* **Compiti da svolgere**
(1) Ricopia dal brano su Dragonero il passo da "Al termine della" a "difetti è completo.".
(2) Rispondi a queste domande basandoti sul brano su Dragonero:
(a) In quale momento sono stati recuperati gli ultimi tre numeri?
(b) Con quale albo è iniziata la lettura?
(c) Quali mesi coprono le tre storie giudicate di livello migliore?
(3) Traduci in inglese, per favore, questa frase del brano su Dragonero: "Al termine della lettura, per quanto piacevole, non sono riuscito a trattenere un moto di perplessità."

======== Brano da leggere

Domenica pomeriggio ho recuperato gli ultimi tre numeri di Dragonero, che avevo lasciato da parte, nonché lo speciale estivo.

Al termine della lettura, per quanto piacevole, non sono riuscito a trattenere un moto di perplessità.

In parte dipendeva dal fatto che avevo iniziato la lettura con lo speciale (Le ali della strige, Enoch, Gizzi, Piky Hamilton) che ha una trama così piena di buchi che in mezzo ci passerebbe comodamente la tartaruga galattica A’Tuin con elefanti, Mondo Disco e tutto l’ambaradan, solo che dietro i buchi ci sono grumi di banalità così dense che la povera tartaruga finirebbe per morire soffocata.

Si, avete capito bene, non mi è piaciuta, soprattutto perché a questi difetti si somma l’incapacità di Enoch di gestire adeguatamente i passaggi fra i diversi registri con i quali vuole raccontare la storia, volta a volta patetico, grottesco, realistico o umoristico. Se ci si aggiunge perfino il fan service direi che l’elenco dei difetti è completo.

Il livello delle tre storie che vanno da giugno ad agosto (L’invasione delle tenebre, Enoch, Gregorini; Prigioniero delle ombre, Vietti, Babich, Galliccia; Il tempio perduto, Vietti, De Luca) è molto migliore, però ci sono degli scricchiolii di fondo. Per esempio: se fosse un gioco di ruolo si direbbe che il master fa del railroading mica da poco: i personaggi non hanno mai libera scelta, c’è sempre una crisi enorme che li costringe ad agire senza indugi, passando da qui a là per sconfiggere i cattivi, sconfiggere i più cattivi che stavano dietro i cattivi, chiudere il varco dimensionale, liberarsi della maledizione, salvare il mondo e infine trovare parcheggio in centro nell’ora di punta. A quel punto si potrebbero pure prendere lo spritz in santa pace se non fosse che quando assaggiano la fetta di arancia scoprono che le piantagioni dell’Agrumendar sono in terribile pericolo e via!, alla caccia di altri cattivoni e di nuovo a salvare l’universo. Qui la banalità del trattamento è aumentata dal fatto che in realtà la cerca coinvolge volta a volta altri personaggi secondari, i quali prendono, fanno il loro pezzo di impresa e poi, pazienza per l’universo, riprendono a farsi gli affari propri.

================
======== Materiale fornito

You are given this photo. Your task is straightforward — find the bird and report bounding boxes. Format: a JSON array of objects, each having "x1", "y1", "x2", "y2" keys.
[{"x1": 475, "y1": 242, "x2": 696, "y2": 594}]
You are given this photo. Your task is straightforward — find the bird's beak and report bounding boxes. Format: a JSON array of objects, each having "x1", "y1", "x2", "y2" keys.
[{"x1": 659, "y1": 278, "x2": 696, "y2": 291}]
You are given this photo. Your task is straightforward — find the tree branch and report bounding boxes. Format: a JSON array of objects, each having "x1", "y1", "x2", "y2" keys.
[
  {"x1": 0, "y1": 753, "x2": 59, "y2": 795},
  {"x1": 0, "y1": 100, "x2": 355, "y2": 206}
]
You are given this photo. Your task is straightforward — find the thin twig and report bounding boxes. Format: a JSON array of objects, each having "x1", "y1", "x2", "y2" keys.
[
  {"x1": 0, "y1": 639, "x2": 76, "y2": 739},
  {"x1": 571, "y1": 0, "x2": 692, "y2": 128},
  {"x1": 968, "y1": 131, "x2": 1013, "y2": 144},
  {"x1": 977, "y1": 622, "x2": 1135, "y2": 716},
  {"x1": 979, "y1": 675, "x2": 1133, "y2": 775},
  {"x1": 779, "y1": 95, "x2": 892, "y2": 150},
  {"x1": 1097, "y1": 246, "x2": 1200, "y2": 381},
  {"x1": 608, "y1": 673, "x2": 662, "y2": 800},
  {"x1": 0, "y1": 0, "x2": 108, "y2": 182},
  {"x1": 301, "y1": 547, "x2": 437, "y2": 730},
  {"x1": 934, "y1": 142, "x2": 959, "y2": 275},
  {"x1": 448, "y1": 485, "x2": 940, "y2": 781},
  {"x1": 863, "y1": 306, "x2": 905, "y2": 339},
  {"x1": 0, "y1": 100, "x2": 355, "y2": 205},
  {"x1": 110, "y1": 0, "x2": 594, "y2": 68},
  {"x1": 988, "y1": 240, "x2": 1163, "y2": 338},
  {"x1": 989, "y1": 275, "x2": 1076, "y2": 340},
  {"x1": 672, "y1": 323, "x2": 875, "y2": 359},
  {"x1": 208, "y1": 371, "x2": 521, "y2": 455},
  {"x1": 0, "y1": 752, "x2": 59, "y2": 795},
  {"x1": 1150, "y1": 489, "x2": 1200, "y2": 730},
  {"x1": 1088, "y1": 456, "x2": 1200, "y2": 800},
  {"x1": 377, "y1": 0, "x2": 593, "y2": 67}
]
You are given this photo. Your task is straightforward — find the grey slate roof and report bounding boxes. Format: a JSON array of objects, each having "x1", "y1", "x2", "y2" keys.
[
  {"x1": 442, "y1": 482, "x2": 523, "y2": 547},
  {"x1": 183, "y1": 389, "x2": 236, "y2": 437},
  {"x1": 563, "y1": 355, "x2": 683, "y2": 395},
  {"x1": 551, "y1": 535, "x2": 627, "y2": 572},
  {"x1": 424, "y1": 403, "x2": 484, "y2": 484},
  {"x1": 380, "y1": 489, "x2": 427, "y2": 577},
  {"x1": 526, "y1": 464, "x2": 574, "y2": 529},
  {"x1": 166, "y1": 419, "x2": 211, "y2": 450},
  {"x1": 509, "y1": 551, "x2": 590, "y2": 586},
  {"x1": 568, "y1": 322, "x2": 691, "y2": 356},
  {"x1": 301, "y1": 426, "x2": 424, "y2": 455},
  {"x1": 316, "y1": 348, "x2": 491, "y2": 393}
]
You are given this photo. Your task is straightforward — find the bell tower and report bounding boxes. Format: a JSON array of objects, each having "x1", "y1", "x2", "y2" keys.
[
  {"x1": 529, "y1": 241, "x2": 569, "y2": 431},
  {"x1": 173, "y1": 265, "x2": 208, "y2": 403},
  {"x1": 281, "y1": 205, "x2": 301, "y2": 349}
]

================

* **Risposte svolte**
(1)
Al termine della lettura, per quanto piacevole, non sono riuscito a trattenere un moto di perplessità.

In parte dipendeva dal fatto che avevo iniziato la lettura con lo speciale (Le ali della strige, Enoch, Gizzi, Piky Hamilton) che ha una trama così piena di buchi che in mezzo ci passerebbe comodamente la tartaruga galattica A’Tuin con elefanti, Mondo Disco e tutto l’ambaradan, solo che dietro i buchi ci sono grumi di banalità così dense che la povera tartaruga finirebbe per morire soffocata.

Si, avete capito bene, non mi è piaciuta, soprattutto perché a questi difetti si somma l’incapacità di Enoch di gestire adeguatamente i passaggi fra i diversi registri con i quali vuole raccontare la storia, volta a volta patetico, grottesco, realistico o umoristico. Se ci si aggiunge perfino il fan service direi che l’elenco dei difetti è completo.

(2)
(a) Domenica pomeriggio.
(b) Con lo speciale estivo, "Le ali della strige".
(c) Da giugno ad agosto.

(3) At the end of the reading, pleasant as it was, I could not hold back a flicker of perplexity.